- **Задания**
1. Перепишите без изменений фрагмент текста о хиггсовских частицах между словами «Как возникает масса» и «условный, могущий проявиться.» включительно.
2. Продолжите текст о хиггсовских частицах с того места, на котором он обрывается.

- **Источник**
═══
Как возникает масса у частиц, понять непросто; честно говоря, ученые и сами до конца не уверены в том, что все понимают правильно в этом вопросе. Даже при полном отсутствии вещества в вакууме всегда существуют квантовые флуктуации различных полей, своеобразное мерцание, рождение и гибель.
Представьте себе волнующееся море, и где-то далеко среди волн то появляется, то исчезает фигурка одинокого пловца — так можно вообразить рождение частиц из «ничего» на очень короткое время. Никакие законы сохранения не нарушаются: есть в квантовой механике соотношение неопределенностей, позволяющее на кратчайшее время энергии флуктуировать. Такие очень короткие живущие частицы, рождающиеся из флуктуации энергии, носят особое название — «виртуальные», от латинского «virtualis» — условный, могущий проявиться.
Мгновенное рождение и уничтожение виртуальных частиц — не только игра ума теоретиков, но и реальный факт, надежно зарегистрированный во многих опытах.
Так вот, упомянутые выше хиггсовские частицы обладают удивительным свойством, виртуальное рождение их как бы шубой окутывает каждую элементарную частицу. Так у всех частиц возникает масса.
Пока не найдены хиггсы, как их фамильярно называют физики, все стройное здание современной теории электрослабого взаимодействия частиц как бы повисает в воздухе, потому что эксперимент пока не обнаружил одного из фундаментальных камней этого здания.
Хиггсы — ключ к двери, за которой спрятан ответ, почему частицы устроены именно так.
К сожалению, о том, какие они, известно очень мало. У недавно найденных промежуточных бозонов была известна масса с процентной точностью и много других характеристик, а с хиггсами дело гораздо хуже. Неясно даже, сколько их: может быть, два, может, четыре, а может быть, еще больше.
Известно, что чем тяжелее кварки и лептоны, тем сильнее взаимодействуют с ними хиггсы. Массу для них теория не предсказывает, есть лишь соображения, что очень легкими они быть не могут, вероятнее всего — раз в десять тяжелее протона.
Понятно, что искать «неизвестно что» гораздо труднее, чем «известно что», но уж очень нужны хиггсы, поэтому ищут их всюду и каждую новую неожиданность в первую очередь примеряют на гипотезу Хиггса.
Так было и с «дзитой»: прежде всего решили, что найден долгожданный хиггс. Потом, приглядевшись повнимательнее, некоторые скептики стали сомневаться. Хиггс должен взаимодействовать с одинаковыми кварками с одной и той же силой — ведь он одевает их в одинаковые «шубы», а «дзита» появлялась в распадах одного из ипсилонов и никак не проявляла себя в распадах другого.
═══
[Строки из набора данных с указанием точек]

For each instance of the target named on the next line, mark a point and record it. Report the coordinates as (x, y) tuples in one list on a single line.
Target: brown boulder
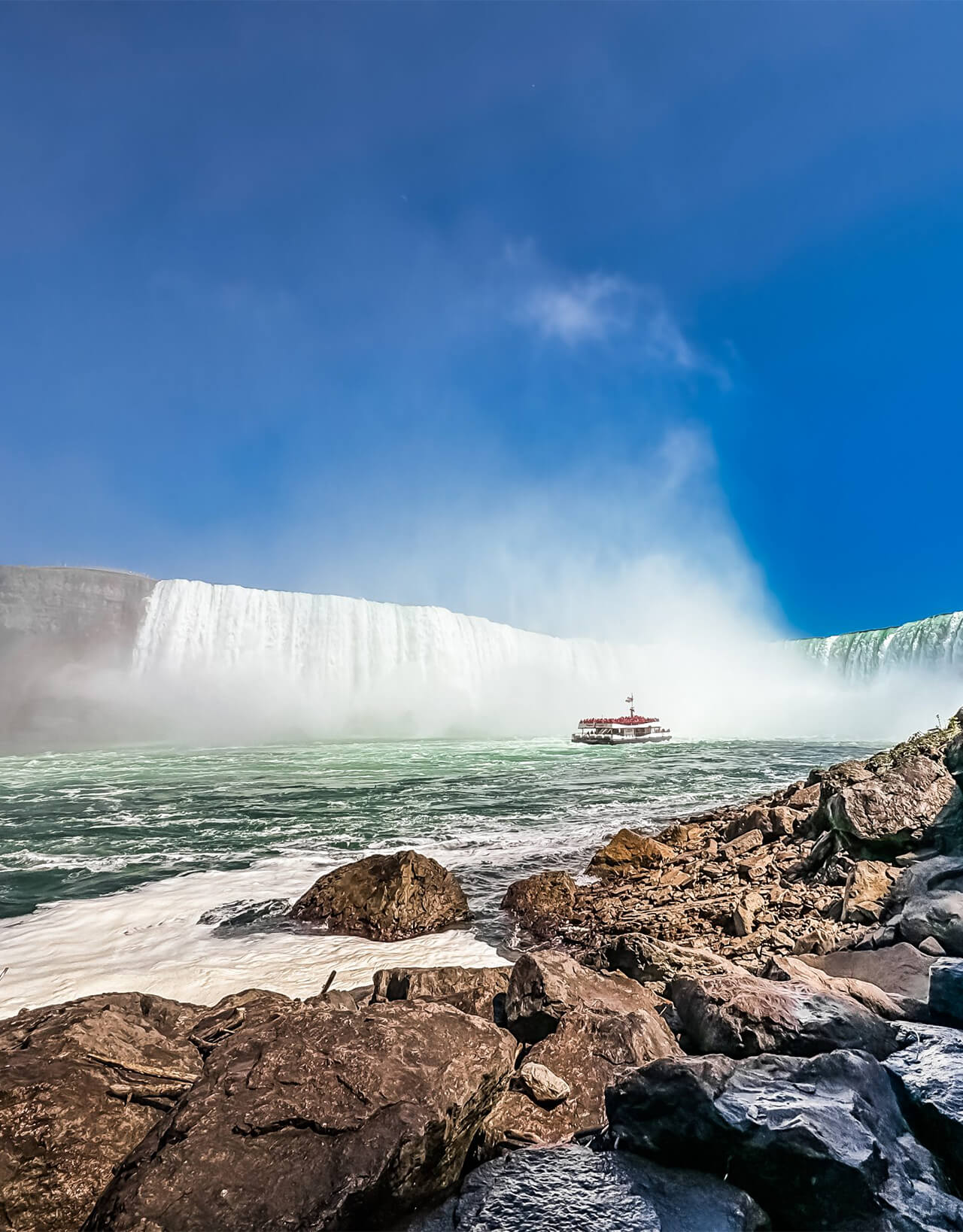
[(745, 1015), (658, 963), (889, 811), (317, 1119), (542, 903), (804, 799), (471, 990), (385, 898), (546, 983), (81, 1085), (627, 853), (870, 884), (588, 1051)]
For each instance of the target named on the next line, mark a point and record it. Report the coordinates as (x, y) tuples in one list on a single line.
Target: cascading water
[(334, 658), (227, 663), (932, 643)]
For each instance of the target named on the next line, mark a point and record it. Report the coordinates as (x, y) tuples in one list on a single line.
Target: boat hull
[(661, 738)]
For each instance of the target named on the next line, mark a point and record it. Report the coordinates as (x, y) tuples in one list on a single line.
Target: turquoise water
[(117, 869), (81, 826)]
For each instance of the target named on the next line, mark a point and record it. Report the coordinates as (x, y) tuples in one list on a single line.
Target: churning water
[(110, 860)]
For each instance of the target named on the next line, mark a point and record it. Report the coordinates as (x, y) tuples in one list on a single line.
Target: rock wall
[(61, 630)]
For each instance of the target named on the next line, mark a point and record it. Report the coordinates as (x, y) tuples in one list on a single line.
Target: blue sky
[(293, 295)]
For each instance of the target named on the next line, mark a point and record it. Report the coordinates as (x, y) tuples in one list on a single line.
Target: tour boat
[(631, 728)]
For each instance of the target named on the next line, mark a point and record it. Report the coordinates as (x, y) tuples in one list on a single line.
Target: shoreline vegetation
[(749, 1021)]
═══
- **Ответы**
1.
Как возникает масса у частиц, понять непросто; честно говоря, ученые и сами до конца не уверены в том, что все понимают правильно в этом вопросе. Даже при полном отсутствии вещества в вакууме всегда существуют квантовые флуктуации различных полей, своеобразное мерцание, рождение и гибель.
Представьте себе волнующееся море, и где-то далеко среди волн то появляется, то исчезает фигурка одинокого пловца — так можно вообразить рождение частиц из «ничего» на очень короткое время. Никакие законы сохранения не нарушаются: есть в квантовой механике соотношение неопределенностей, позволяющее на кратчайшее время энергии флуктуировать. Такие очень короткие живущие частицы, рождающиеся из флуктуации энергии, носят особое название — «виртуальные», от латинского «virtualis» — условный, могущий проявиться.

2.
Ситуация была многообещающей, но неясной; независимо от того, хиггс это или нет, новая частица представляла несомненный интерес, и надо было тщательно ее исследовать. А перед тем как исследовать, подтвердить само существование, то есть найти на других экспериментальных установках. Этим-то и занялся АРГУС, имея в своем распоряжении могучий детектор и все богатство коллективного программистского разума.
Как и наметили на семинаре, искали сразу по нескольким направлениям. С таким же азартом, как геологи ищут руду, старатели — золото, охотники гонятся за ускользающим зверем. Мы просеивали через сито различных отборов всю информацию, записанную на лентах ЭВМ, а это ни много ни мало — миллионы событий. То там, то тут возникали слухи: «В дортмундской группе видят пик», «Непонятный горб в материалах канадцев», да и мы сами с Владимиром Михайловичем не раз наблюдали в тех данных, над которыми корпели, призрак «дзиты». Но проверки и перепроверки беспощадно уничтожали все эти мнимые находки, оказывающиеся миражами.
«Дзиту» искали так. Если б она жила по меркам микромира долго, то должна была оставить след в дрейфовой камере АРГУСа. А уж его бы мы не проглядели. Но следа не было. Значит, «дзита» за миллиардно миллиардные доли секунды распадается. На что? Мы ничего не знали о том, что представляет из себя «дзита», поэтому приходилось искать ее распады на все, что угодно.
Главное — точно определить энергии родившихся частиц. Если в сумме они дадут в точности массу «дзиты» — значит, родились при ее распаде. Если же нет — значит, возникли в каких-то других событиях.
Мы с Владимиром Михайловичем тщательнейшим образом исследовали пары мю-мезонов, на которые могла распадаться «дзита». Никаких следов частицы с массой 8,3 ГэВа не было.
Прошел сентябрь, подходил к концу октябрь. Фонтан теоретических работ, приписывающих «дзите» все новые и новые, порой совсем уж фантастические свойства и объяснения, не только не сникал, а усиливался. Участники сотрудничества «Хрустальный шар» ходили с радостными лицами именинников и намекали на то, что у них есть еще немало интересных результатов.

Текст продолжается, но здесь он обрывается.